- Attività -
1) Trasforma in un elenco il paragrafo del testo sul dolore cronico che comincia con «Questo non significa», conservando i fatti principali.
2) Elenca tutti gli stati d'animo che, secondo il testo sul dolore cronico, fanno percepire il dolore più intensamente.

Cos’è il dolore cronico?
L’Associazione Internazionale per lo studio del dolore (IASP) definisce il dolore cronico come “un’esperienza sensoriale ed emotiva associata a danno tissutale, in atto o potenziale, e descritto in termini di tale danno”. Con il termine dolore, quindi, ci riferiamo ad un’esperienza relativa al nostro corpo, ma anche alle alterazioni emotive e cognitive, entrambe provocate da un danno (o potenziale danno) a livello organico.
Questo non significa che chi non riesce a controllare il dolore può avere un disturbo mentale da curare, bensì che esistono diversi fattori psicologici che intervengono nella modulazione (accentuazione o inibizione) del dolore cronico. Prendiamo, ad esempio, la variabile psicologica “attenzione”; quando facciamo attenzione al nostro dolore lo percepiamo maggiormente di quando ci distraiamo impegnandoci in altre attività. E più lo percepiamo più vi facciamo attenzione, creando così un circolo vizioso.
Ancora, quando siamo nervosi, in ansia, moralmente a terra o arrabbiati, a causa del dolore o per altre ragioni, percepiamo il dolore più intensamente rispetto a quando siamo sereni; tutte queste emozioni avranno come conseguenza l’aumento del dolore, e avvieremo di nuovo un circolo vizioso.

- Dati forniti -
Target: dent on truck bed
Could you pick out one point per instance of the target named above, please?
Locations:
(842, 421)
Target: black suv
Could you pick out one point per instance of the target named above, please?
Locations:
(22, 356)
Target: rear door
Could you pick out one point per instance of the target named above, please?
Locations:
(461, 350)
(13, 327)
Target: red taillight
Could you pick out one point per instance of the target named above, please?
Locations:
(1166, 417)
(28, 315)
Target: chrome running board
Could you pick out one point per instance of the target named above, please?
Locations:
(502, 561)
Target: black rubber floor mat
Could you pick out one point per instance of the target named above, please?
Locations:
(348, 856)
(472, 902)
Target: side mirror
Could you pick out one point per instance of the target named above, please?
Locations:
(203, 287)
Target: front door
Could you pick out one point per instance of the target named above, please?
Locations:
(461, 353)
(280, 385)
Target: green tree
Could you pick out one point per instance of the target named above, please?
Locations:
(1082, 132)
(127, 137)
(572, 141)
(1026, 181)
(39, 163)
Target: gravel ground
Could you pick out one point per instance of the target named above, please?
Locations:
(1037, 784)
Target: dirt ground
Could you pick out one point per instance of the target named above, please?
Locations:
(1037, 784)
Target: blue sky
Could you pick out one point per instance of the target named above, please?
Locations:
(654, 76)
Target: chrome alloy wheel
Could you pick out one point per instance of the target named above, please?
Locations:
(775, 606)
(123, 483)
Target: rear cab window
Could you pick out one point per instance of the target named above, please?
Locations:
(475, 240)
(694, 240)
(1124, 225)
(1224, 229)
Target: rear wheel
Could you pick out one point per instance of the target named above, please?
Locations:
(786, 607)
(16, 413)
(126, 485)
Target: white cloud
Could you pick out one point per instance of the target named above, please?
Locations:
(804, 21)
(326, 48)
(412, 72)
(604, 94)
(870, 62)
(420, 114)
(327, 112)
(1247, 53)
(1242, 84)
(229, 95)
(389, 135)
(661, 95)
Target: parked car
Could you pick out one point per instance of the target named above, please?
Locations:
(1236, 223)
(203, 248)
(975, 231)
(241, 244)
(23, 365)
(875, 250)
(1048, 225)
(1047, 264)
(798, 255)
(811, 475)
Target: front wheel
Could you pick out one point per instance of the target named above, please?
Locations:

- Soluzioni degli esercizi -
1)
- Chi non riesce a controllare il dolore non ha per forza un disturbo mentale da curare.
- Diversi fattori psicologici intervengono nella modulazione del dolore cronico, cioè nella sua accentuazione o inibizione.
- Un esempio è l'attenzione: se si fa attenzione al dolore lo si percepisce di più rispetto a quando ci si distrae con altre attività.
- Più lo si percepisce, più vi si fa attenzione, e così si crea un circolo vizioso.

2)
- Essere nervosi
- Essere in ansia
- Essere moralmente a terra
- Essere arrabbiati